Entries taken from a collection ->

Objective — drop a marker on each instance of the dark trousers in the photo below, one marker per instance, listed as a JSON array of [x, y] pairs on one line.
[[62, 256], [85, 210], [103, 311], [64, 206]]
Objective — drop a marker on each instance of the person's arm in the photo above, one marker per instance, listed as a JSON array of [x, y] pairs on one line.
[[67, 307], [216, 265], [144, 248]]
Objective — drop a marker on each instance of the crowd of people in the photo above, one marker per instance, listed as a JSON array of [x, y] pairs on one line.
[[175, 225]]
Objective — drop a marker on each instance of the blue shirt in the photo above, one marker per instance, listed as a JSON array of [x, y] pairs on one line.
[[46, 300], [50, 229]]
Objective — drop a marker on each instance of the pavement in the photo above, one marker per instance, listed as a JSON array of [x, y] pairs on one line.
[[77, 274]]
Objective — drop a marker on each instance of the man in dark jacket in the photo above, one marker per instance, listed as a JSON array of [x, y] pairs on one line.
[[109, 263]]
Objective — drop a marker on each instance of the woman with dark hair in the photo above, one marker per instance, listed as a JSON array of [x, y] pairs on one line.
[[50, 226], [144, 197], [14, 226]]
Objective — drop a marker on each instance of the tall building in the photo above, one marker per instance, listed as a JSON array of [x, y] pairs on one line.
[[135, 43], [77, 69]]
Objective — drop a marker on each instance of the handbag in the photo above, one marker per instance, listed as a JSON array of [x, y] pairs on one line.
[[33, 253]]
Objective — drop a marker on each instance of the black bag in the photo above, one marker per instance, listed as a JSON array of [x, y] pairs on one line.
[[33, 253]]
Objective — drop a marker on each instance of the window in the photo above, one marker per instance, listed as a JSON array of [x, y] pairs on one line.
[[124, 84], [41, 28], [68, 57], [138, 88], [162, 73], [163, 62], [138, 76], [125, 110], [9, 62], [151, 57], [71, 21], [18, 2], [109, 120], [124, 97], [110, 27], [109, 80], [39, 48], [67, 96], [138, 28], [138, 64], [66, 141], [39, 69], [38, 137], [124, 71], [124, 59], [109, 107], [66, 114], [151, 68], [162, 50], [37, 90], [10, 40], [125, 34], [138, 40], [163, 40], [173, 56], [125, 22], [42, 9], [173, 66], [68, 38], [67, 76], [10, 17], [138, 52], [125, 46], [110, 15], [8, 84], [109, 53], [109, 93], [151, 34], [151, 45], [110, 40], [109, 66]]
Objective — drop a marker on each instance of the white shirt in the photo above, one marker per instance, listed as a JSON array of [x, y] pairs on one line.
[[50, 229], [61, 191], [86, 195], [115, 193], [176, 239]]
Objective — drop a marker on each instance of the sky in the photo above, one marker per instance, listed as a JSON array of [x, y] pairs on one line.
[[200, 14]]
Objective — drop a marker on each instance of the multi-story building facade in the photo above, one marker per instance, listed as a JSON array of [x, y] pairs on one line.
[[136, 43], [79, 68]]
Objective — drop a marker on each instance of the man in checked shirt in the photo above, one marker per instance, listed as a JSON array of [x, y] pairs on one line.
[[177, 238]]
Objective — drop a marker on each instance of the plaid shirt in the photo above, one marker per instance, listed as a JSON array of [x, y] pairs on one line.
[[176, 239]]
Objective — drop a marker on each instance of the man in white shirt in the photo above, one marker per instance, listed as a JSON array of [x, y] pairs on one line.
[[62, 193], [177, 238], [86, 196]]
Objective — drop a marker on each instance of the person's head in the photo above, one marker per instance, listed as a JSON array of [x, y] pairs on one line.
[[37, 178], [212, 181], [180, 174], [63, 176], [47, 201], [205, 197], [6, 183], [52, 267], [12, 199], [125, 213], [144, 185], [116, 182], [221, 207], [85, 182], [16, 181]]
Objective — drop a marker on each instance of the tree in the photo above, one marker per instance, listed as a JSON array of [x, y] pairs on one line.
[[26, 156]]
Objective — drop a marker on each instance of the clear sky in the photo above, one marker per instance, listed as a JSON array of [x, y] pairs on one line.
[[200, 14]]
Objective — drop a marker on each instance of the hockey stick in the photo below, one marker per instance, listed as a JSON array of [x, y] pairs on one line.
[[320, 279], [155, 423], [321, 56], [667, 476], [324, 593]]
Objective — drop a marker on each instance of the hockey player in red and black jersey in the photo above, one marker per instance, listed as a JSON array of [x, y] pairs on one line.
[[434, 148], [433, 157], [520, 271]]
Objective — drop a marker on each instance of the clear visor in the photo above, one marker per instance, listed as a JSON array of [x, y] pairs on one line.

DESCRIPTION OF THE TASK -> The expected response reproduces all of the data precisely.

WRITTEN ANSWER ->
Objective — drop a marker on each instance of the dark trousers in the photo below, one marker per instance, listed as a JSON array of [x, y] pairs on one line.
[[62, 256], [85, 210], [103, 311], [64, 206]]
Objective — drop a marker on each instance of the person's arm in the photo above, one marker per instance, listed as a JSON array of [x, y] pairs on one line.
[[67, 307], [216, 265], [144, 248]]
Objective — drop a marker on each instance of the crowd of people in the photo above, one marker per instance, listed as a JSON array of [x, y] pairs on one line.
[[175, 225]]
Objective — drop a marker on each instance of the blue shirt in the photo above, one marker per instance, listed as a JSON array of [x, y] pairs on one line.
[[46, 300], [50, 229]]
Objective — drop a marker on each instance of the pavement in the photo above, one marker per instance, listed as a JSON array of [x, y] pairs on one line.
[[77, 274]]
Objective — drop a marker on each instance of the man in dark jacket in the photo above, one marker per instance, listed as a JSON array of [x, y] pairs on one line.
[[109, 263]]
Objective — drop a marker on each instance of the woman with dark hair in the photo above, one marker per instance, listed as a JSON array of [x, y] pairs on one line.
[[50, 226], [144, 197], [14, 226]]
Objective — drop a marker on each instance of the tall building in the photo above, one marker per instance, listed as a JSON array of [x, y] pairs on one line.
[[135, 43], [77, 69]]
Objective — drop a marker on each instance of the handbag in the photo above, one marker per instance, listed as a JSON array of [x, y] pairs on one line.
[[33, 253]]
Objective — drop a marker on each instance of the black bag in the photo above, one marker per instance, listed as a JSON array of [x, y] pairs on one line.
[[33, 253]]
Objective — drop a marker on each instance of the window in the photo above, one marker per instance, listed as a JSON array of [x, y] pairs on one line.
[[124, 84], [41, 28], [68, 57], [138, 88], [162, 73], [163, 62], [138, 76], [125, 110], [9, 62], [151, 57], [71, 21], [18, 2], [109, 120], [124, 97], [110, 27], [109, 80], [39, 48], [67, 96], [138, 28], [138, 64], [66, 141], [39, 69], [38, 137], [124, 71], [124, 59], [109, 107], [66, 114], [151, 68], [162, 50], [37, 90], [10, 40], [125, 34], [138, 40], [163, 40], [173, 56], [125, 22], [42, 9], [173, 66], [68, 38], [67, 76], [10, 17], [138, 52], [125, 46], [110, 15], [8, 84], [109, 53], [109, 93], [151, 34], [151, 45], [110, 40], [109, 66]]
Objective — drop a marker on each instance of the white shirt in the photo above, one marker per instance, listed as a JSON array of [x, y] pairs on one line.
[[50, 229], [61, 191], [86, 195], [115, 193], [176, 239]]
Objective — drop a marker on each instance of the sky in the photo above, one marker per instance, listed as a JSON array of [x, y] pairs on one line.
[[200, 14]]
Objective — drop a marker on each instance of the multi-story building facade in the photo above, one marker per instance, listed as a JSON array of [x, y] pairs on one line.
[[136, 43], [79, 68]]
Objective — drop a marker on each instance of the man in checked shirt in the photo above, one marker per instance, listed as a JSON array of [x, y] pairs on one line.
[[177, 238]]
Objective — drop a marker on each instance of the plaid shirt in the photo above, one marker per instance, listed as a JSON array of [x, y] pairs on one line.
[[176, 239]]
Objective — drop a marker on each instance of the man in white shirt in the photo above, one marker per instance, listed as a JSON array of [x, y] pairs on one line.
[[62, 193], [177, 238], [86, 196]]
Objective — drop a marker on each instance of the person's head in the photo above, one marker per instance, listed as a JSON array of [x, y] pairs on one line.
[[37, 178], [212, 181], [180, 174], [63, 176], [47, 201], [205, 197], [6, 183], [52, 267], [12, 199], [125, 213], [144, 185], [116, 182], [221, 207], [85, 182], [16, 181]]
Objective — drop a marker on each instance of the tree in the photo above, one marker per instance, listed as a JSON array of [x, y] pairs on one line.
[[26, 156]]
Objective — drop a marker on each instance of the clear sky in the photo above, one marker per instance, listed as a JSON array of [x, y] pairs on one line.
[[200, 14]]
Objective — drop a marker on each instance of the hockey stick in the photo below, one marker per instance, listed as a JSON array of [x, y] pairs on one line.
[[320, 279], [155, 423], [321, 56], [667, 476], [324, 593]]
Objective — drop a marker on each instance of the hockey player in red and black jersey in the photo above, one marker per instance, listed as a JSON array of [x, y] pairs on one line.
[[434, 148], [433, 157], [520, 271]]
Objective — drop a marker on each instance of the clear visor in the photo above, one marker per instance, listed as a JSON array of [x, y] pairs on one line.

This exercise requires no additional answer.